--- Work task ---
The reply should consist of the full listing, repeated word for word.

--- Provided material ---
──────

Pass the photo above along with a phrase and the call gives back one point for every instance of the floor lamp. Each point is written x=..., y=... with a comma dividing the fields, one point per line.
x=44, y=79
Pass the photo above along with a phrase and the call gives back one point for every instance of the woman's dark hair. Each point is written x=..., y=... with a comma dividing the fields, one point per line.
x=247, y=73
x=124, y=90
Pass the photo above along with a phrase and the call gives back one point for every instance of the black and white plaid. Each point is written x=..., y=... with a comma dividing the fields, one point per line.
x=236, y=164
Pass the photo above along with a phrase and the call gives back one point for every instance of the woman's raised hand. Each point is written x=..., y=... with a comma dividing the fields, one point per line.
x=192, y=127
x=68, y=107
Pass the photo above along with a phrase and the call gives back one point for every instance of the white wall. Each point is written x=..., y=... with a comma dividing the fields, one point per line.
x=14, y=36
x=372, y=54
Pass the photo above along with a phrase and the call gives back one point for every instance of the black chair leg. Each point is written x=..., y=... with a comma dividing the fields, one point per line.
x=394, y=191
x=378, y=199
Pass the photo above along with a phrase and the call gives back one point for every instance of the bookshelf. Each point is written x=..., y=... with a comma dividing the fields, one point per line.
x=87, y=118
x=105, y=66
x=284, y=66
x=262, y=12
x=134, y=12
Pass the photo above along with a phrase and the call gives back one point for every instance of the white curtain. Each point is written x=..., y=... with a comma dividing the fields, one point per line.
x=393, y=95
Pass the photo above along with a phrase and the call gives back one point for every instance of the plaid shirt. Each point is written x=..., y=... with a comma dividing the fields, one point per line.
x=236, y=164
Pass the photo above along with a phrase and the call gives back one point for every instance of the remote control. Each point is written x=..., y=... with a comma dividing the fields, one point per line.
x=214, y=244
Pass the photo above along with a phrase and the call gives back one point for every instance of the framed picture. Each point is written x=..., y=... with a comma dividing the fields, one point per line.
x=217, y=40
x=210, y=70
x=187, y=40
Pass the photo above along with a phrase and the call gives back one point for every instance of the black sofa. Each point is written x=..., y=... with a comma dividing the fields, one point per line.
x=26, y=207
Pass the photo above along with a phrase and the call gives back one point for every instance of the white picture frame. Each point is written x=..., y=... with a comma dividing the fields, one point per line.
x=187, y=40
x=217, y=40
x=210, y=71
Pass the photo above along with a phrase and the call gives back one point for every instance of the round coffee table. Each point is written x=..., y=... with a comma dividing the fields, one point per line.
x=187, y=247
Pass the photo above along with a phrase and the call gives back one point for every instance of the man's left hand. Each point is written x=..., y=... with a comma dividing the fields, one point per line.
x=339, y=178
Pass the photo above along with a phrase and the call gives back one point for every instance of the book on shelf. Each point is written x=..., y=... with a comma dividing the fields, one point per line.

──────

--- Written response ---
Pass the photo above along with a phrase and the call gives back one point for every instance of the floor lamp. Each point is written x=..., y=... with a comma dividing the fields, one point per line.
x=44, y=79
Pass the photo above along with a phrase and the call gives back one point for every instance of the woman's dark hair. Each point is written x=..., y=... with a comma dividing the fields, one point per line.
x=247, y=73
x=124, y=90
Pass the photo above along with a phrase and the call gives back one point for every instance of the black and white plaid. Each point is written x=..., y=... with a comma dividing the fields, one point per line.
x=236, y=164
Pass the photo above along with a phrase and the call gives back one point for every instance of the woman's raised hand. Each point is written x=..., y=... with a comma dividing the fields, one point per line.
x=192, y=127
x=68, y=107
Pass the photo above along with a phrase and the call gives back one point for every instance of the white wall. Each point is written x=..., y=... with a comma dividing the fields, one point per line.
x=14, y=36
x=372, y=54
Pass the photo above along with a phrase and the call gives back one point for every instance of the black chair leg. Each point is written x=..., y=... with a comma dividing the fields, one point per line.
x=394, y=191
x=378, y=199
Pass the photo above along with a phrase and the call gives back one point for every instance of the bookshelf. Each point is written x=..., y=... with a comma dividing the fields, one point per line.
x=87, y=118
x=105, y=66
x=284, y=66
x=262, y=12
x=134, y=12
Pass the photo above along with a phrase and the call gives back one point for every instance of the white curtain. Each point is written x=..., y=... with a comma dividing the fields, one point per line.
x=393, y=95
Pass the photo above along with a phrase and the call gives back one point for every instance of the plaid shirt. Each point is written x=..., y=... with a comma dividing the fields, one point per line.
x=236, y=164
Pass the photo above along with a phrase and the call gives back one point for every instance of the remote control. Each point is written x=..., y=... with a comma dividing the fields, one point per line.
x=214, y=244
Pass the photo above along with a phrase and the call gives back one point for every instance of the framed picture. Each point is written x=..., y=... with a comma dividing the fields, one point per line.
x=217, y=40
x=210, y=70
x=187, y=40
Pass the photo above along with a phrase and the call gives back one point for every instance of the black sofa. Each point is written x=..., y=... with a comma dividing the fields, one point per line.
x=26, y=207
Pass the photo above along with a phrase and the call gives back one point for every instance of the white picture frame. Each point is written x=..., y=... with a comma dividing the fields, one point per line.
x=187, y=40
x=217, y=40
x=210, y=71
Pass the photo above along with a phrase and the call gives back one point for every instance of the round coffee table. Each point is written x=..., y=... with a comma dividing the fields, one point per line.
x=187, y=247
Pass the photo above along with a phrase and the call gives back one point for every instance of the man's left hand. Each point is written x=..., y=... with a comma dividing the fields, one point per line.
x=339, y=178
Pass the photo above along with a phrase and the call gives back one point for every instance of the book on shelf. Each point is written x=..., y=... with a comma dividing the fields, one point per line.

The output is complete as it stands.